Short exercise:
Please read the streaming guide below and say what the backpressure_threshold setting in StreamConfig specifies.

Text to read:
------------------------------

Streaming Guide¶
Overview¶
The DataKnobs FSM package provides native streaming support for processing large datasets that don't fit in memory. The streaming module includes support for file and database streaming with backpressure management, parallel processing, and comprehensive metrics.
Understanding Streaming¶
Streaming in FSM allows you to: - Process files larger than available memory - Handle continuous data streams - Implement backpressure for flow control - Process data in parallel chunks - Track processing metrics and progress
Key Concepts¶
- StreamChunk: Data is processed in manageable chunks
- Backpressure: Automatic flow control prevents memory overflow
- Parallelism: Process multiple chunks concurrently
- Metrics: Track throughput, errors, and performance
Core Components¶
StreamConfig¶
Configuration for stream processing:
from dataknobs_fsm.streaming.core import StreamConfig
config = StreamConfig(
chunk_size=1000, # Items per chunk
buffer_size=10000, # Maximum items to buffer
parallelism=4, # Number of parallel workers
memory_limit_mb=512, # Memory limit in MB
backpressure_threshold=5000, # Queue size triggering backpressure
timeout_seconds=300, # Maximum processing time
enable_metrics=True, # Collect metrics
retry_on_error=True, # Retry failed chunks
max_retries=3 # Maximum retry attempts
)
StreamChunk¶
The basic unit of streaming data:
from dataknobs_fsm.streaming.core import StreamChunk
import time
chunk = StreamChunk(
data=[item1, item2, item3], # Chunk data
chunk_id="chunk_001", # Unique identifier
sequence_number=0, # Position in stream
metadata={"source": "file"}, # Additional metadata
timestamp=time.time(), # Creation time
is_last=False # Last chunk indicator
)

------------------------------

Data entries:
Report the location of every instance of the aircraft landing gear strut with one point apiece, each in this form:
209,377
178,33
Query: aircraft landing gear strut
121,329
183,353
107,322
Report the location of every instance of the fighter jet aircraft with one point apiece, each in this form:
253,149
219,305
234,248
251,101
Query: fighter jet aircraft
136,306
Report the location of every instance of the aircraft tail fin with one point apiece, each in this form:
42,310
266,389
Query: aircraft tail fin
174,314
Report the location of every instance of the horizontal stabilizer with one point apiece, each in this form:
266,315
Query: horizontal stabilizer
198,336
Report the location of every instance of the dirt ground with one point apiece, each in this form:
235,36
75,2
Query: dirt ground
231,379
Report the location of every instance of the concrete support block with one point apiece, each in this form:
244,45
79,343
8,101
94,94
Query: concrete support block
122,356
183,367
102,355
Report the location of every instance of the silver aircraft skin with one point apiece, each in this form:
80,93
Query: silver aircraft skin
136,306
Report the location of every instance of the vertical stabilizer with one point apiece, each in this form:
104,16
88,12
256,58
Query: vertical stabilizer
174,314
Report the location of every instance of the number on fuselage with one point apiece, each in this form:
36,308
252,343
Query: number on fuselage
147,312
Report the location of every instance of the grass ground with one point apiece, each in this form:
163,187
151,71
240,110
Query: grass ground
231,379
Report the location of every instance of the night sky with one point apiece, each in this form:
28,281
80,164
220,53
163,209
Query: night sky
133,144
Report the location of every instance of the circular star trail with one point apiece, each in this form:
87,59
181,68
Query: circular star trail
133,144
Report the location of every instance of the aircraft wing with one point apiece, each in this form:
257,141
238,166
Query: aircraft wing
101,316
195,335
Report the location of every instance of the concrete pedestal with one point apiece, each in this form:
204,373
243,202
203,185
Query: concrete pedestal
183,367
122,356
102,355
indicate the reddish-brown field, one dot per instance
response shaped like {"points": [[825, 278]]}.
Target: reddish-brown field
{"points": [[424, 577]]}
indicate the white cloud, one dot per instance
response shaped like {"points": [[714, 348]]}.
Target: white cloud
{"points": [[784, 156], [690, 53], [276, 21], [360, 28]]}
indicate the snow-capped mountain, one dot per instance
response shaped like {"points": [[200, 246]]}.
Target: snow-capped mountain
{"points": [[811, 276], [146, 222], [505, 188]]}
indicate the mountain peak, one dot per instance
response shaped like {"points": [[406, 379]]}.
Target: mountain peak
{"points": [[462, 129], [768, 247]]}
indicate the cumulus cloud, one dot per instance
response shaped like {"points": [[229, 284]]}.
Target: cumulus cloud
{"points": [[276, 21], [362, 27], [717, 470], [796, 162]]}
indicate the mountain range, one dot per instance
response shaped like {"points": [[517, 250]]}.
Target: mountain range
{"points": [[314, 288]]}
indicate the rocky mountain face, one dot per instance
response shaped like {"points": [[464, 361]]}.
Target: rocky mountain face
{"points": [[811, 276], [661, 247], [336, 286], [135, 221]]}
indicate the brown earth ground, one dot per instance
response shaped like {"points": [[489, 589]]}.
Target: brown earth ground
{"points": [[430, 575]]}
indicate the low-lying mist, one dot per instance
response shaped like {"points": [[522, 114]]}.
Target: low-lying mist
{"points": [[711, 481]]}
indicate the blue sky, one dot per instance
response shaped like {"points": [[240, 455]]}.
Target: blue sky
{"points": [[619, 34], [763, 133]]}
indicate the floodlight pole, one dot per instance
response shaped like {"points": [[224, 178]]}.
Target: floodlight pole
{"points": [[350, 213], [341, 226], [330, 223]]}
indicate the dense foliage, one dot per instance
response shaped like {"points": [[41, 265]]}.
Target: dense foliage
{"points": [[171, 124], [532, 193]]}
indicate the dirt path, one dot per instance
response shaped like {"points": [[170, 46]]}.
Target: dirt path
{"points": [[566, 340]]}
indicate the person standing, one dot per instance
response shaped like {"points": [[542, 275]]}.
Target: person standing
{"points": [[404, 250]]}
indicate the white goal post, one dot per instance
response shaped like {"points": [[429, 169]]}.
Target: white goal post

------------------------------

Written solution:
The queue size that triggers backpressure.